▸ Data listing:
****************************************

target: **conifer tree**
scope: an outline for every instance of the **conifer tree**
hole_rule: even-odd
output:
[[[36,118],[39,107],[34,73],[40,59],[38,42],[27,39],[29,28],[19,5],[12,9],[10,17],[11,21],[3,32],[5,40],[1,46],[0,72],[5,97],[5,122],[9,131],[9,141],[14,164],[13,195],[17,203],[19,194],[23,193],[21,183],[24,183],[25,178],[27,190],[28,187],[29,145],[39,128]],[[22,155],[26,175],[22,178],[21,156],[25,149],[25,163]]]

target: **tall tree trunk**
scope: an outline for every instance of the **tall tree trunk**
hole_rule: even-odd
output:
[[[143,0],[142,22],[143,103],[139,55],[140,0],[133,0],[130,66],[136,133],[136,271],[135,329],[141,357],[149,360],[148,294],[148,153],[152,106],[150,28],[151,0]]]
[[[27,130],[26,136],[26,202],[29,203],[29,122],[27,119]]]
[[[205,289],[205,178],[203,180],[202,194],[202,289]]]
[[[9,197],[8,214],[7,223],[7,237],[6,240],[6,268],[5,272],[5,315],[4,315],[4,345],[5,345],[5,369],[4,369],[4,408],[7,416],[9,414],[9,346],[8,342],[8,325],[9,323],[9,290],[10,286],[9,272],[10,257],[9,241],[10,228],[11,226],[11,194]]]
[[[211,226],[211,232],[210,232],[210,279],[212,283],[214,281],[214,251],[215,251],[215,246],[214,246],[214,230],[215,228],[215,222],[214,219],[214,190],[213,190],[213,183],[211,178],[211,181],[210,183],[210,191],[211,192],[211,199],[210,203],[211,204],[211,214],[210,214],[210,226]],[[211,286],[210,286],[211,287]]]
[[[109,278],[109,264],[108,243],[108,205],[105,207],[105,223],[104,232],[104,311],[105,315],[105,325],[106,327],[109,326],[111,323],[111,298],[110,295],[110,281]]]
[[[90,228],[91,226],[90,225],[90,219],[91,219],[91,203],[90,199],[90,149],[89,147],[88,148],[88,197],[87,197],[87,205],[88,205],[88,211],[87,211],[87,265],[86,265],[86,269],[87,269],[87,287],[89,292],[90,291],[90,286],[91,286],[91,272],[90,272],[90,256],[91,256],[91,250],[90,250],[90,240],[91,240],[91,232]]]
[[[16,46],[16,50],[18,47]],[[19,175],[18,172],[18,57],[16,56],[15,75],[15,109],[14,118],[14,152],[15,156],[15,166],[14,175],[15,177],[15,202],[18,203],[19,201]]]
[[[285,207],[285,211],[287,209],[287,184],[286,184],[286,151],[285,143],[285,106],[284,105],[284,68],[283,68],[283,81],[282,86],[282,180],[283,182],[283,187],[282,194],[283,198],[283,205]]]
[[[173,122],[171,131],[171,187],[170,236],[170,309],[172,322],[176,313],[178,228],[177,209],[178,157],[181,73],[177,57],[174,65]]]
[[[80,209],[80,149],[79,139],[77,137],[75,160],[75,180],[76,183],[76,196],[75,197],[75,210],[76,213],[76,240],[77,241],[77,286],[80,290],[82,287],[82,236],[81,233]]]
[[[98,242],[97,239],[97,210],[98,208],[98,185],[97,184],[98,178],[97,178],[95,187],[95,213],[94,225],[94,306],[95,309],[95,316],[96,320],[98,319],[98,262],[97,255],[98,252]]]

****************************************

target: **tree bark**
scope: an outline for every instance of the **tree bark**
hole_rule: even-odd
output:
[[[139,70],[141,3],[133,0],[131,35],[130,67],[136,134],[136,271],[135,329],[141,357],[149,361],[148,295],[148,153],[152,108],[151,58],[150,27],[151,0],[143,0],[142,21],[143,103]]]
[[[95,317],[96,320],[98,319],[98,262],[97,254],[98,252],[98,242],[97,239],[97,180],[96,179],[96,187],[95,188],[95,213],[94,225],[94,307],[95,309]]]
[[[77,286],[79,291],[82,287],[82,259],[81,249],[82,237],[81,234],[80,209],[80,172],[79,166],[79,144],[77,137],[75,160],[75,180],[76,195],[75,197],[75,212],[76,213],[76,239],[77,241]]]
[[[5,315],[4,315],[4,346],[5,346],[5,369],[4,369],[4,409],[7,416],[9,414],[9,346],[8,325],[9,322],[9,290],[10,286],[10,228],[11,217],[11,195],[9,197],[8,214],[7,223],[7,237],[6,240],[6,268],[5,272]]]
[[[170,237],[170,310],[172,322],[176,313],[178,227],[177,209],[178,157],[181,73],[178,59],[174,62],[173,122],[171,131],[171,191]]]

****************************************

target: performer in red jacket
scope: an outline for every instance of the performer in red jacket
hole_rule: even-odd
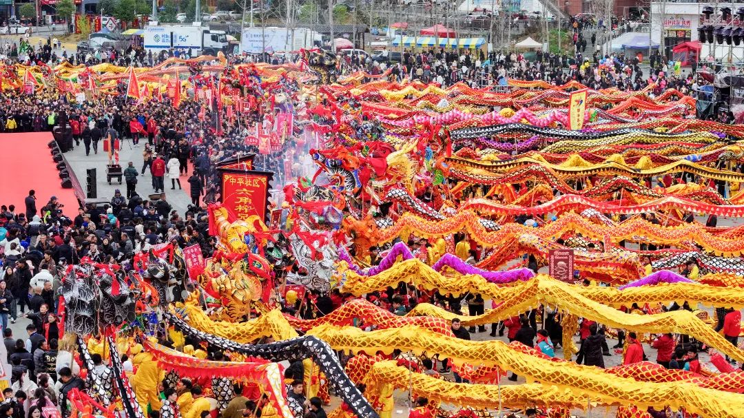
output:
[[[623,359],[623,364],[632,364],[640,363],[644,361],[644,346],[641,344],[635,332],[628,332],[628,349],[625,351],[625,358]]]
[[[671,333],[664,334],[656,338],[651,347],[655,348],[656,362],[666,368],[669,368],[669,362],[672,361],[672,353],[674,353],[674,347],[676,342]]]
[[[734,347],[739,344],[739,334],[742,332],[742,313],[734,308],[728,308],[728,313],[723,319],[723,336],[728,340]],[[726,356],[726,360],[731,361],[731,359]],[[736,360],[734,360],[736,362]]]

****************************************

▸ What to do:
Pick out every line in the records that contains the word "tall", and treat uppercase and lowercase as different.

▸ Exercise answer:
target: **tall tree trunk**
scope: an outline for every instance of the **tall tree trunk**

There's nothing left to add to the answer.